[Start of Attachment]
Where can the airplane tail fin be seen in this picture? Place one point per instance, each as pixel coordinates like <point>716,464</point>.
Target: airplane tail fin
[End of Attachment]
[Start of Attachment]
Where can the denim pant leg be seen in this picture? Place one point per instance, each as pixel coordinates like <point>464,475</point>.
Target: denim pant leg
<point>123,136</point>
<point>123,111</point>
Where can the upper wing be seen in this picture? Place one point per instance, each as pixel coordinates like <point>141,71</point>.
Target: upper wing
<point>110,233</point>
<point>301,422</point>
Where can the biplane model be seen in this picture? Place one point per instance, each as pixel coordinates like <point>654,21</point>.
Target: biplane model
[End of Attachment]
Exercise directions — Search the listing above for the lines with "Where can the airplane" and "Target: airplane tail fin", then output those lines and all lines between them exactly.

Answer to this exercise —
Where can the airplane tail fin be seen in this picture? Place one point per instance, each as pixel coordinates like <point>716,464</point>.
Target: airplane tail fin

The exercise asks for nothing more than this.